Look through the entries for the string "black" and copy every line where it shows up.

[[ AVAILABLE DATA open ]]

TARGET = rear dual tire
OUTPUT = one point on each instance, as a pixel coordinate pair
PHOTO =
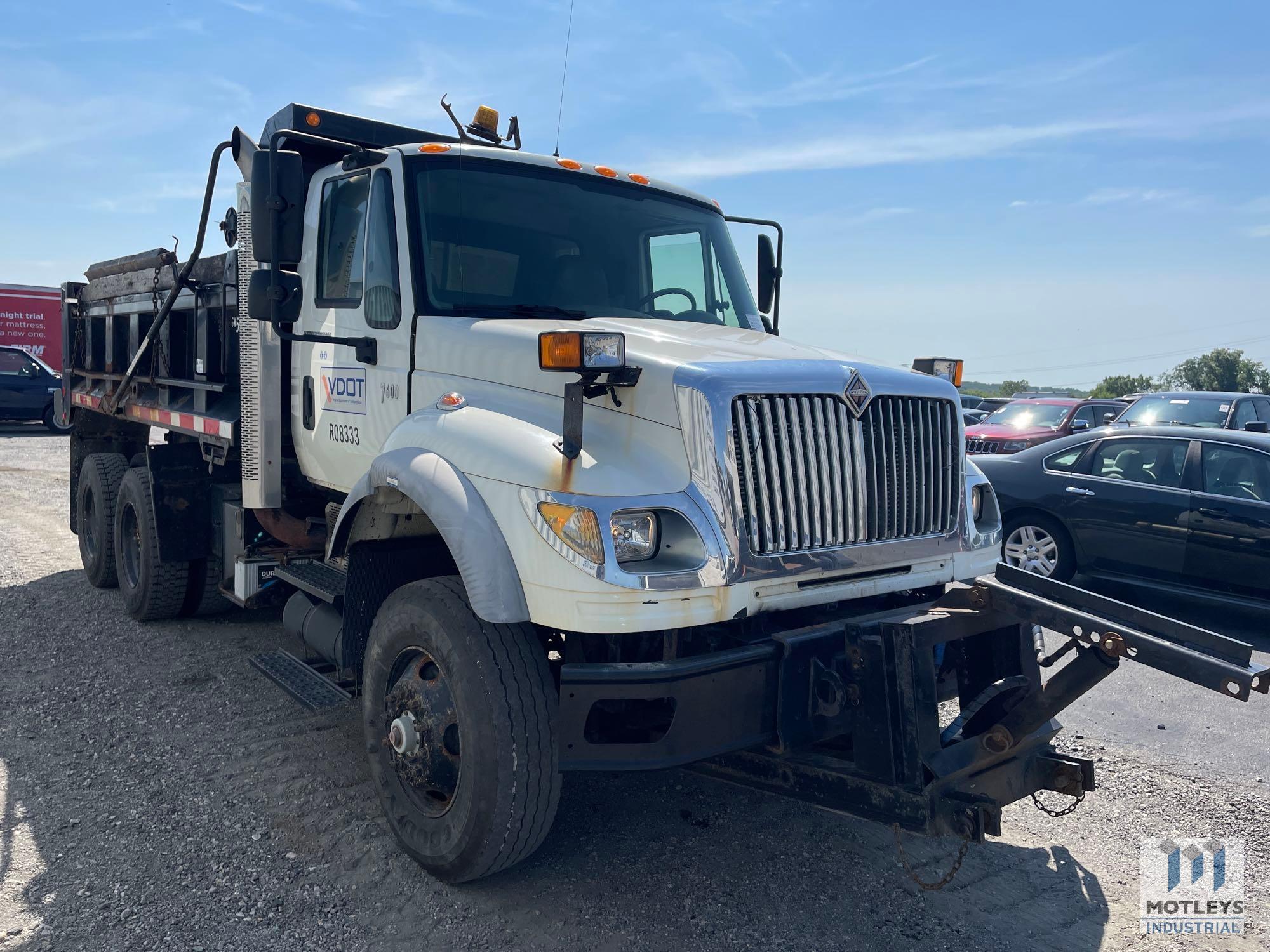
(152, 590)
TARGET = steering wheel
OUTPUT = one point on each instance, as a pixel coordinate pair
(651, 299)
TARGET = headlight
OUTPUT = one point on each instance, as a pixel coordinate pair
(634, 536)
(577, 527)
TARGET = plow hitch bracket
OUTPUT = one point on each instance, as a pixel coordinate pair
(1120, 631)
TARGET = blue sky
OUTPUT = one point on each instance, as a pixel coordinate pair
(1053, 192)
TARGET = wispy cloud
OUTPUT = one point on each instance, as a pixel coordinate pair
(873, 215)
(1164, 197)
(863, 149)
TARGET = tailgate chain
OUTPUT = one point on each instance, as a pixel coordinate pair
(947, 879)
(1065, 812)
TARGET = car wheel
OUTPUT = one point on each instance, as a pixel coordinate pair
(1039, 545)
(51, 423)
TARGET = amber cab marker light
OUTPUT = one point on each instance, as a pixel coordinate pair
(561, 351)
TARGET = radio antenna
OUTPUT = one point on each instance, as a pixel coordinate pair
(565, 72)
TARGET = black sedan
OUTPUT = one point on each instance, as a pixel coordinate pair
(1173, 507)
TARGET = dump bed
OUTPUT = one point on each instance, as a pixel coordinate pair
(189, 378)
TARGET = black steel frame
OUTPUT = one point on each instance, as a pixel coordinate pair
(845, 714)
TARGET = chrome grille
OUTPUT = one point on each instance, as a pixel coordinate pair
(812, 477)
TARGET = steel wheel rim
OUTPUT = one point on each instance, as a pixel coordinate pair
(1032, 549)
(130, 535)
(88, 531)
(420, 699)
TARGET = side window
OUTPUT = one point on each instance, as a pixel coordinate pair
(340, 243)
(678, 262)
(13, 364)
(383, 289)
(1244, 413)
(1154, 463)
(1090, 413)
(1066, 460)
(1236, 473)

[[ AVAILABLE DATA closed ]]

** RESPONSE TO THIS EXERCISE **
TARGET = black sedan
TARGET = black steel frame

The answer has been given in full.